**The exercise**
Reproduce the stretch of items from the line containing "[trace] powdered sugar dusting" through the end of the items, keeping every line unchanged.

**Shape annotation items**
※
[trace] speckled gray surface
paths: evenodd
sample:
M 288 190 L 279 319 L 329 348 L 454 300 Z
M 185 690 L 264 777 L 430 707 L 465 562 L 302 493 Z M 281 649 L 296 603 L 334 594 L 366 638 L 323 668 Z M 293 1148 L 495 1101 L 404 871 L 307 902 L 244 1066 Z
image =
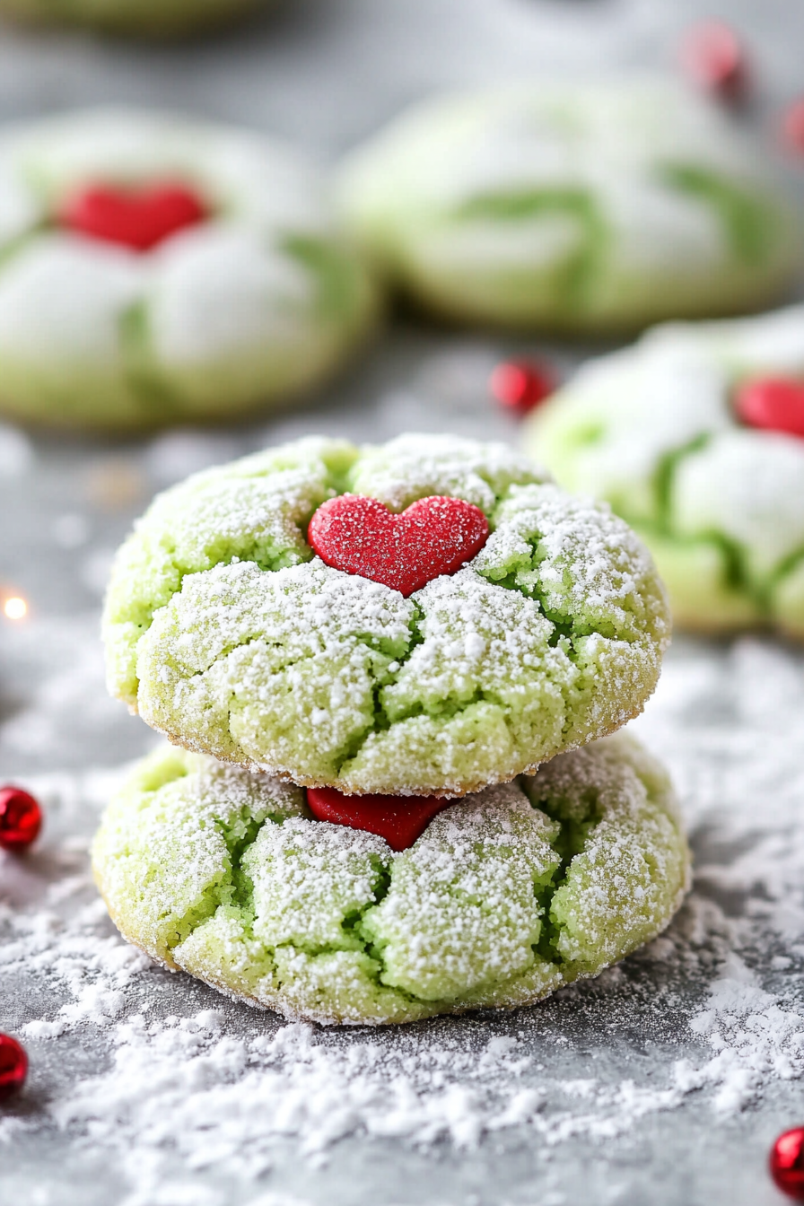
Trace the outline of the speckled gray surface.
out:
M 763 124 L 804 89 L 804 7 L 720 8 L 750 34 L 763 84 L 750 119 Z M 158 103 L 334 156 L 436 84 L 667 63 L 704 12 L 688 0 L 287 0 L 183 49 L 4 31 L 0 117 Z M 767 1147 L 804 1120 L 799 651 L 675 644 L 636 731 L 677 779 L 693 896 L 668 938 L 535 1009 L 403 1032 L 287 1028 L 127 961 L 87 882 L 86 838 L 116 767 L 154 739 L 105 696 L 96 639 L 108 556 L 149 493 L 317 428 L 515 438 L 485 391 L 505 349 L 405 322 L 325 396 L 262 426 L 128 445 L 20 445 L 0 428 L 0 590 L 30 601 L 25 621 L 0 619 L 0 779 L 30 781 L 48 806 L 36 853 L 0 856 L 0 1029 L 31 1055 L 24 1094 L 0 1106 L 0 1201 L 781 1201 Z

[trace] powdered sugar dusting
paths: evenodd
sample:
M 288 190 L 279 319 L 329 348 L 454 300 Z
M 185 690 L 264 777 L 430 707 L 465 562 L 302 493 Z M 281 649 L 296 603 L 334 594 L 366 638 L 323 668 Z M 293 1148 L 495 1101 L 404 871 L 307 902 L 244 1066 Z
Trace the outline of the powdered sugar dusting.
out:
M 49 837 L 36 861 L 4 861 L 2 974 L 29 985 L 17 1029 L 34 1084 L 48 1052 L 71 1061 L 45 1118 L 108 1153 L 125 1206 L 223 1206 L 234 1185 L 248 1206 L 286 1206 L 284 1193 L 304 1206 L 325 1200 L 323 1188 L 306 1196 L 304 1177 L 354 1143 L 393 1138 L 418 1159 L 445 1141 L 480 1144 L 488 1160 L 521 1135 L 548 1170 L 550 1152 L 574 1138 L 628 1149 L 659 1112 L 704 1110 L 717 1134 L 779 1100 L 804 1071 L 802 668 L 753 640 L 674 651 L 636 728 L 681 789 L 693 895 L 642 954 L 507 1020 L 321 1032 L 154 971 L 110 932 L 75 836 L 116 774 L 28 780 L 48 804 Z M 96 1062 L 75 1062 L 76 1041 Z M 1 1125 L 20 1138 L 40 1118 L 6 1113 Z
※
**The completed task**
[trace] powdered sugar dusting
paths: evenodd
sample:
M 288 190 L 279 319 L 329 348 L 454 300 Z
M 185 690 L 264 777 L 430 707 L 465 562 L 302 493 Z M 281 649 L 296 603 L 334 594 L 366 638 L 323 668 Z M 293 1148 L 495 1101 L 404 871 L 307 902 L 244 1066 Z
Trace the outline of the powdered sugar dusting.
out:
M 49 837 L 36 861 L 4 861 L 2 974 L 29 985 L 17 1029 L 34 1084 L 48 1052 L 71 1061 L 45 1118 L 108 1153 L 125 1206 L 223 1206 L 234 1185 L 248 1206 L 286 1206 L 284 1193 L 304 1206 L 325 1200 L 323 1188 L 306 1196 L 304 1177 L 354 1143 L 393 1138 L 418 1159 L 445 1141 L 480 1144 L 488 1160 L 521 1135 L 548 1170 L 550 1152 L 574 1138 L 628 1149 L 659 1112 L 704 1110 L 717 1134 L 779 1100 L 804 1071 L 802 668 L 753 640 L 674 651 L 636 728 L 681 789 L 693 895 L 642 954 L 507 1020 L 321 1032 L 154 971 L 110 932 L 75 836 L 116 774 L 28 780 L 48 804 Z M 96 1062 L 75 1062 L 76 1041 Z M 1 1125 L 20 1138 L 40 1118 L 6 1113 Z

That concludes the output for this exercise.